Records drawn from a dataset
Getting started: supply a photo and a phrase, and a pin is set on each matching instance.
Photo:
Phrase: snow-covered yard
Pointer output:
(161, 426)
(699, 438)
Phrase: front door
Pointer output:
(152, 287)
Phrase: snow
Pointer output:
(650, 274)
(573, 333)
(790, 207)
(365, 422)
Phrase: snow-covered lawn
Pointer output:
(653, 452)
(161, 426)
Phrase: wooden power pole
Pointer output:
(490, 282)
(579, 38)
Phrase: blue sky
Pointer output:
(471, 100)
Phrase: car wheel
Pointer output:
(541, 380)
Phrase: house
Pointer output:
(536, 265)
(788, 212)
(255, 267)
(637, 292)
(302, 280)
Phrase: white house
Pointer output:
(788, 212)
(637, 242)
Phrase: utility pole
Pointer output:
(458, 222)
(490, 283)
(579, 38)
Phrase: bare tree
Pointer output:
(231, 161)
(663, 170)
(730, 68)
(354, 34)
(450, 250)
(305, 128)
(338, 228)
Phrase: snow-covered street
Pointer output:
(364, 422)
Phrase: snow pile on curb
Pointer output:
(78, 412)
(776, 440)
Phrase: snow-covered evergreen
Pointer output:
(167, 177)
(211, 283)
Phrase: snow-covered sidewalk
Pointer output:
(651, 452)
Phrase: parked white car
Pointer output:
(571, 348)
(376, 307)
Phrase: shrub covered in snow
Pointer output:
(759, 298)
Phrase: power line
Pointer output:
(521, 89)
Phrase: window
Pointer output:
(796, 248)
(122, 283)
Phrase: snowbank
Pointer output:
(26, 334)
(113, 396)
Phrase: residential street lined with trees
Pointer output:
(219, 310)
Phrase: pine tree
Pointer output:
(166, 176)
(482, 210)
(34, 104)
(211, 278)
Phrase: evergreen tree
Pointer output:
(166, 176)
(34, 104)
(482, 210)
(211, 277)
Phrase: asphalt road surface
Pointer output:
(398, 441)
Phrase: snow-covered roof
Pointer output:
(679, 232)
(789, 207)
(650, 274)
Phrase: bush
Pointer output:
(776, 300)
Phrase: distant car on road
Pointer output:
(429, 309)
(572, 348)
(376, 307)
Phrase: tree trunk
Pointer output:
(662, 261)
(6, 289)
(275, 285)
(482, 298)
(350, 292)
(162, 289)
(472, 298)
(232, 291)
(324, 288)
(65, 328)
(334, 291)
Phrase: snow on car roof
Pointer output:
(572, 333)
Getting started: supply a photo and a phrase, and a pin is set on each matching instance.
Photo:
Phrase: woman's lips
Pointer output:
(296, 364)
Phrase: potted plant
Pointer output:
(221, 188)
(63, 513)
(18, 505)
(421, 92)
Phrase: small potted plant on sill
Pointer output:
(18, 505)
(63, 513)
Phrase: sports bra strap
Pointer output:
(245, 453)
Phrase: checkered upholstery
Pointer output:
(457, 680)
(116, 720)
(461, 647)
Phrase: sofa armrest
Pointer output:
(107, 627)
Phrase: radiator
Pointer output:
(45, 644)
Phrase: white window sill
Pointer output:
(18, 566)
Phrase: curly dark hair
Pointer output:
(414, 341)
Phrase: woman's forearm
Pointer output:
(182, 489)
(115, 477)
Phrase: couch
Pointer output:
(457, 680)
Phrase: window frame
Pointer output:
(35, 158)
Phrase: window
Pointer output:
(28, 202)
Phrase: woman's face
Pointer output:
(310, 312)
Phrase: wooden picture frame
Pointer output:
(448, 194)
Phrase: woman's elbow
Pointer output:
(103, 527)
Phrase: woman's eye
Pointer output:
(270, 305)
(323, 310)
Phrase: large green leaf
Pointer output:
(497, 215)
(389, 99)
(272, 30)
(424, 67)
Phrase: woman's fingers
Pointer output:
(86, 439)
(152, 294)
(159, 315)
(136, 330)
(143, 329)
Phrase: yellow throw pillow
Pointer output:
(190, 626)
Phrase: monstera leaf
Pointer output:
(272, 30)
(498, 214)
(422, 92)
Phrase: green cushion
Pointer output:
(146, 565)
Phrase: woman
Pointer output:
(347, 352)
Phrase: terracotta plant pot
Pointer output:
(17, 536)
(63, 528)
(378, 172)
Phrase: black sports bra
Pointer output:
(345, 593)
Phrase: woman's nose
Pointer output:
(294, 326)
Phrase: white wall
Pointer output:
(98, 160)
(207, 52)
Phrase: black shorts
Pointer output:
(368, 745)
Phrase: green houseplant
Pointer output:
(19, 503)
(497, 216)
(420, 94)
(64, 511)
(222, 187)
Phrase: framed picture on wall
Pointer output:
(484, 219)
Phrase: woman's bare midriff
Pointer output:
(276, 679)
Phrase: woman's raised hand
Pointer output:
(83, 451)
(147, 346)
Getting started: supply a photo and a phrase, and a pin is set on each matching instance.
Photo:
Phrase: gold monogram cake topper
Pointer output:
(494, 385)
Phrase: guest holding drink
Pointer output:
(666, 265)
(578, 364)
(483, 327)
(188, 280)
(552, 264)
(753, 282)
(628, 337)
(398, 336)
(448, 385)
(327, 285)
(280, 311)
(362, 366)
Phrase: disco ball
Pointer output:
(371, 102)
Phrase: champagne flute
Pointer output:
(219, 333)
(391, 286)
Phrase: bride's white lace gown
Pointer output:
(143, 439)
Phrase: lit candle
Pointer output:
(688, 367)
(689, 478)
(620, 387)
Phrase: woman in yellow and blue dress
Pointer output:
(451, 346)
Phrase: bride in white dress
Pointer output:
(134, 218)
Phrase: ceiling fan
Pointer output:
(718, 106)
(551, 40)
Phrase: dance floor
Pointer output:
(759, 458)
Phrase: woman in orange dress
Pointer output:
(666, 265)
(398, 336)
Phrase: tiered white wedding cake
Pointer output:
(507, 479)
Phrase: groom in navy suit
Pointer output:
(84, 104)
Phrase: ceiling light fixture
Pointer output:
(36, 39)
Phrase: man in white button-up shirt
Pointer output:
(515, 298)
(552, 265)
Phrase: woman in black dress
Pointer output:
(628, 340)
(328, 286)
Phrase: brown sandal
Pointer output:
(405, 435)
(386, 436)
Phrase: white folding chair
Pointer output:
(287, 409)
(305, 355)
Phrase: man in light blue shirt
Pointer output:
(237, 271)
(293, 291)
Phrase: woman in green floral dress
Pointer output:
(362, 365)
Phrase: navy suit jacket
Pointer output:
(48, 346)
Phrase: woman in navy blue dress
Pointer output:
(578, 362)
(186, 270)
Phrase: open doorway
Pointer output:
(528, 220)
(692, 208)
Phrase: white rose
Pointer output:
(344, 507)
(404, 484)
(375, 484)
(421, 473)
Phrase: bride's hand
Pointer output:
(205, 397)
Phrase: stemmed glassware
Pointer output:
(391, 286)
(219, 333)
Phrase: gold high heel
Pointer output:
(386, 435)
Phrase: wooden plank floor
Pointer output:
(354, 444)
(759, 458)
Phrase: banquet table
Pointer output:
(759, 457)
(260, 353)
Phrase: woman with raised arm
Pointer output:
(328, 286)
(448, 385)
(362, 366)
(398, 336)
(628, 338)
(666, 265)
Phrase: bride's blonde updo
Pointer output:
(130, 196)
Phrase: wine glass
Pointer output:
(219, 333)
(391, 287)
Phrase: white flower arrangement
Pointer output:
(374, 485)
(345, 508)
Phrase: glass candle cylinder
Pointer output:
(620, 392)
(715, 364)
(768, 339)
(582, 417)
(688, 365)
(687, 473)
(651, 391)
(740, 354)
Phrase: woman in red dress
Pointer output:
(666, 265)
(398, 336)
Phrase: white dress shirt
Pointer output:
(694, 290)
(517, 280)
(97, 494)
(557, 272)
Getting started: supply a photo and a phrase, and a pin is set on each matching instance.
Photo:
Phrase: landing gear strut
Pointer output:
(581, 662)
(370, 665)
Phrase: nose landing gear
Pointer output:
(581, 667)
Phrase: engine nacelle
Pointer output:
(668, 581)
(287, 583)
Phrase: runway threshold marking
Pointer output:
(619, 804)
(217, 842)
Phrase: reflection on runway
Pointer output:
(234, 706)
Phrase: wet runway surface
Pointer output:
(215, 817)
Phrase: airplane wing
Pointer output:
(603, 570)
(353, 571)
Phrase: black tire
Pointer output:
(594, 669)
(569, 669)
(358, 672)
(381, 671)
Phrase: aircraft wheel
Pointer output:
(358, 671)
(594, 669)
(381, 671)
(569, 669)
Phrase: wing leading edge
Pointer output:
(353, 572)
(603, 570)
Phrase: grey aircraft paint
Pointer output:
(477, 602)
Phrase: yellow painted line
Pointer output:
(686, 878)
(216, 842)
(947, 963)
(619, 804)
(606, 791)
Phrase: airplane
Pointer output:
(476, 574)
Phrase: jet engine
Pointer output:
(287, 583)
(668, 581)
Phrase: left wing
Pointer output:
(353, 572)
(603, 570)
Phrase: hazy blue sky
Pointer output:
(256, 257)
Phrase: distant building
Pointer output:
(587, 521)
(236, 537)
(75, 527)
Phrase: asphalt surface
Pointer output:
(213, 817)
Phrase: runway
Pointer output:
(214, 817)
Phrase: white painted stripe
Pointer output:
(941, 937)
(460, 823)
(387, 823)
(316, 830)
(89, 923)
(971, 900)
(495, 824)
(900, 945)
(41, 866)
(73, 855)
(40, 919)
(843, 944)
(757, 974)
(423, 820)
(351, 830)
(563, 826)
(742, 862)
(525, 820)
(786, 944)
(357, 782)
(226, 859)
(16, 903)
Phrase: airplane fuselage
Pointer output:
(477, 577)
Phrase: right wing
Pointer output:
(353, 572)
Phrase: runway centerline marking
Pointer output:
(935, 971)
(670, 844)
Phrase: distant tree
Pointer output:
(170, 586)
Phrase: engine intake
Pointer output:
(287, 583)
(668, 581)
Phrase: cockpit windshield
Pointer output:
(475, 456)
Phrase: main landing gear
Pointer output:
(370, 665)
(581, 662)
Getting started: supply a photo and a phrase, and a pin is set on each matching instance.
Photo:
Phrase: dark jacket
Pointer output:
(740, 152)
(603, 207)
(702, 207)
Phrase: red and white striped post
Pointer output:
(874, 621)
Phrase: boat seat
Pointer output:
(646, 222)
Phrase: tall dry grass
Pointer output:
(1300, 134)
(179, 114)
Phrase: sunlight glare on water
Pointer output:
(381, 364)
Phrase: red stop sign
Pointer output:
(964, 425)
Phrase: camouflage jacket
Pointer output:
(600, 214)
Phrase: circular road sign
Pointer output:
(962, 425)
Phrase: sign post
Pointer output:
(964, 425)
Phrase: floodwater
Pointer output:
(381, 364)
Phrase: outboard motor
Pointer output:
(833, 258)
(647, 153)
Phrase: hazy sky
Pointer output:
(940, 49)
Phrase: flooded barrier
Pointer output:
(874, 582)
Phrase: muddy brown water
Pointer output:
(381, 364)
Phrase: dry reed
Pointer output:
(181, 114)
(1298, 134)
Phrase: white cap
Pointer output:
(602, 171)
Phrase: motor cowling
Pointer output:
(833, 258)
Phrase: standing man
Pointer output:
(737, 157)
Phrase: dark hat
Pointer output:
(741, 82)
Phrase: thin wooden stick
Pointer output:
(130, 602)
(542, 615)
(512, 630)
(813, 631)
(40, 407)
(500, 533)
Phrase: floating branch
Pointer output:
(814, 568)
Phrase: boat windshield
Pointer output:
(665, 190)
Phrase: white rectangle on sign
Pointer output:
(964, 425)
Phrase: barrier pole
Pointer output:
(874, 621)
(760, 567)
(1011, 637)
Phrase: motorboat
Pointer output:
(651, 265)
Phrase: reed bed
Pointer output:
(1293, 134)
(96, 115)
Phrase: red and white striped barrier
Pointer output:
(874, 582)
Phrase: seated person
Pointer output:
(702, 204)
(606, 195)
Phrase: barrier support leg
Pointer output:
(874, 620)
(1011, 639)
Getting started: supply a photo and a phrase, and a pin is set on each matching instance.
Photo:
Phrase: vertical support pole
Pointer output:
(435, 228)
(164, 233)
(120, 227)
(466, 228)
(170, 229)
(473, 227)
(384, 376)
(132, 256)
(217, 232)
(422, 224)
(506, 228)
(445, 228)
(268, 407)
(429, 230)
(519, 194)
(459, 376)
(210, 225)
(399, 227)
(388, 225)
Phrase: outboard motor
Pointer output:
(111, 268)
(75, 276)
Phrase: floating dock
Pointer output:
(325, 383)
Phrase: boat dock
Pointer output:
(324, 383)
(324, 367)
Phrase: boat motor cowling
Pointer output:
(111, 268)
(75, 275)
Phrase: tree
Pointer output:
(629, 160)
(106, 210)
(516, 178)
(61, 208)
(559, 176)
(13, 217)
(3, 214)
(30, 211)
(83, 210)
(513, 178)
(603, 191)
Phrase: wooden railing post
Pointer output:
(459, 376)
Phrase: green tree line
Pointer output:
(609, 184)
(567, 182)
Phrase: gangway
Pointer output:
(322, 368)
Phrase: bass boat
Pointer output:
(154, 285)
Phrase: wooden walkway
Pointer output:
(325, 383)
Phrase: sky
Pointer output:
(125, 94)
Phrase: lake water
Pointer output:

• **What is needed**
Only a number is expected: the count of lines in the entries that include the string "evergreen".

• **Solved problem**
2